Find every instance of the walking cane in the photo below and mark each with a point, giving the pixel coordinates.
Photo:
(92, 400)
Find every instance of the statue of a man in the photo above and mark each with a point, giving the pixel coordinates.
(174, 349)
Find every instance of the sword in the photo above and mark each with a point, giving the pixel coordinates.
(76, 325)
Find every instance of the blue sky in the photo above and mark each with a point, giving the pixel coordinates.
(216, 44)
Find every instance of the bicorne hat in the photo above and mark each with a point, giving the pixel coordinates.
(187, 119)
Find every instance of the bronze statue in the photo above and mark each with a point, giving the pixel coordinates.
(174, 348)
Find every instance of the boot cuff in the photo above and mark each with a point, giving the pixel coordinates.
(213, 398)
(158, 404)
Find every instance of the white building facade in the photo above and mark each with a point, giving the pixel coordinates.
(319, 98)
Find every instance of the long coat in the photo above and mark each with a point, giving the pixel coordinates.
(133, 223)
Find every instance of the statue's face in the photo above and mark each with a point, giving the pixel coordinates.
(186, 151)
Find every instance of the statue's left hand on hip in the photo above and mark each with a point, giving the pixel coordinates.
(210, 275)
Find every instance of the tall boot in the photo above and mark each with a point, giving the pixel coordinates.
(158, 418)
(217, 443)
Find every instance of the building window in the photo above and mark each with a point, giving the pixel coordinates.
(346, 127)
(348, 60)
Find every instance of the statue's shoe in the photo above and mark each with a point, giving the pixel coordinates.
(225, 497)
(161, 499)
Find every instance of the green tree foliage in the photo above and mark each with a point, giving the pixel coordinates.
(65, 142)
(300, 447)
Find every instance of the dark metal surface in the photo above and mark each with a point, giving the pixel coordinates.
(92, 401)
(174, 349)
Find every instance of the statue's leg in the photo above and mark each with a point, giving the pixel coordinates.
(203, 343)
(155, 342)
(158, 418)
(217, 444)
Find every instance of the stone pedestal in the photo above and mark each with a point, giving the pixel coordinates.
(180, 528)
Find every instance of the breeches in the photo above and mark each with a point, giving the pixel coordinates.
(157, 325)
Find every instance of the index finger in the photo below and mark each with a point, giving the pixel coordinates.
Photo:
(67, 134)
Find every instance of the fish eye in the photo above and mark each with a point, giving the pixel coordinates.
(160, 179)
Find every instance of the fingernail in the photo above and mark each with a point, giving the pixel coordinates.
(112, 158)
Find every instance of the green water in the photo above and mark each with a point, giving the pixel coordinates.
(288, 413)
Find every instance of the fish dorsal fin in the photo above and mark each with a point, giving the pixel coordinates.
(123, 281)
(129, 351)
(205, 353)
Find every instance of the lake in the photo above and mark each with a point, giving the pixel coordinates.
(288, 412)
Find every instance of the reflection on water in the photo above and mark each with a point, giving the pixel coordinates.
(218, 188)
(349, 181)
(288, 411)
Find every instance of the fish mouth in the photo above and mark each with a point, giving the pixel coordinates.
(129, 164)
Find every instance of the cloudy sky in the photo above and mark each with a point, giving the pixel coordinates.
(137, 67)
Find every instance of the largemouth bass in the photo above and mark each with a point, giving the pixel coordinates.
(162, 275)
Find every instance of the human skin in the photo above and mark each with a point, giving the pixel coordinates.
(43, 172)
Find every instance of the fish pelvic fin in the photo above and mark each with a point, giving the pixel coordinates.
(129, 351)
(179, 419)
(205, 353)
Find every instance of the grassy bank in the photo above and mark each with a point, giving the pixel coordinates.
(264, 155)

◇ ◇ ◇ ◇ ◇

Reproduce all of the entries word for word.

Find every instance of the walking cane in the photo below and mark each with a point, giving the pixel coordinates.
Photo:
(92, 400)
Find every instance of the statue of a man in the photo above and mark each with a point, giving the pixel coordinates.
(174, 349)
Find every instance of the sword in the photo above and mark each with a point, giving the pixel coordinates.
(76, 325)
Find every instance of the blue sky in the photo above and mark each with a point, giving the pixel coordinates.
(216, 44)
Find every instance of the bicorne hat in the photo above and mark each with a point, giving the pixel coordinates.
(187, 119)
Find every instance of the bronze statue in the photo above and mark each with a point, giving the pixel coordinates.
(174, 348)
Find every instance of the boot cuff in the photo above and mark each with a point, giving the pixel coordinates.
(213, 398)
(158, 404)
Find every instance of the white building facade in the photo above and mark each with a point, giving the pixel coordinates.
(319, 98)
Find every instance of the long coat in the photo above and mark each with a point, giving the pixel coordinates.
(133, 223)
Find every instance of the statue's face in the photo above and mark each with a point, giving the pixel coordinates.
(186, 151)
Find every instance of the statue's left hand on hip in the photo above and mark each with a point, giving the pixel coordinates.
(210, 275)
Find every instance of the tall boot in the photo above and mark each with a point, giving the pixel coordinates.
(158, 418)
(217, 443)
Find every instance of the building window in the photo above and mark each with a point, giving the pixel coordinates.
(346, 127)
(348, 60)
Find every instance of the statue's shoe in the photo above and mark each with a point, giving the pixel coordinates.
(225, 497)
(161, 499)
Find every instance of the green tree foliage in the photo above and mark each with a point, giving the pixel coordinates.
(65, 142)
(300, 447)
Find every instance of the dark metal surface in the photo above and mark each with a point, giving the pixel coordinates.
(92, 401)
(174, 349)
Find every instance of the statue's leg in the photo above and mark each with a point, giving the pixel coordinates.
(203, 343)
(155, 342)
(158, 418)
(217, 444)
Find every instance of the stone pedestal in the photo above and mark each with a point, giving the pixel coordinates.
(180, 528)
Find every instance of the breeches in the photo above and mark each with a point, giving the pixel coordinates.
(157, 325)
Find every instance of the index finger in the photo below and mark each with a point, giving the pixel coordinates.
Photo:
(67, 134)
Find every instance of the fish eye in the photo above and mark each with a point, giving the pixel coordinates.
(160, 179)
Find every instance of the fingernail in the photo above and mark each with a point, giving the pixel coordinates.
(112, 158)
Find every instance of the green water in the photo above and mark each with a point, giving the pixel coordinates.
(288, 413)
Find every instance of the fish dorsal fin in the photo above and mark each with a point, giving the pixel coordinates.
(123, 281)
(129, 351)
(205, 353)
Find every instance of the lake in the photo above and mark each with a point, giving the pixel coordinates.
(288, 412)
Find every instance of the reflection on water in the photo above and mark each with a point, giving the pixel coordinates.
(218, 188)
(349, 181)
(288, 411)
Find every instance of the fish mouth in the photo above and mark each with a point, giving the pixel coordinates.
(129, 164)
Find every instance of the cloudy sky in the photo above and mark each with a point, giving the pixel coordinates.
(137, 67)
Find every instance of the largemouth bass in the photo above and mark each with a point, giving the pixel coordinates.
(162, 275)
Find every instance of the human skin in the photo above and mark each with a point, giving the pixel coordinates.
(43, 172)
Find every instance of the fish pelvic fin in the photo above and mark each with a point, giving the pixel coordinates.
(129, 351)
(179, 419)
(205, 353)
Find every instance of the grassy bank in the photo above and mark each with a point, giving the pixel coordinates.
(264, 155)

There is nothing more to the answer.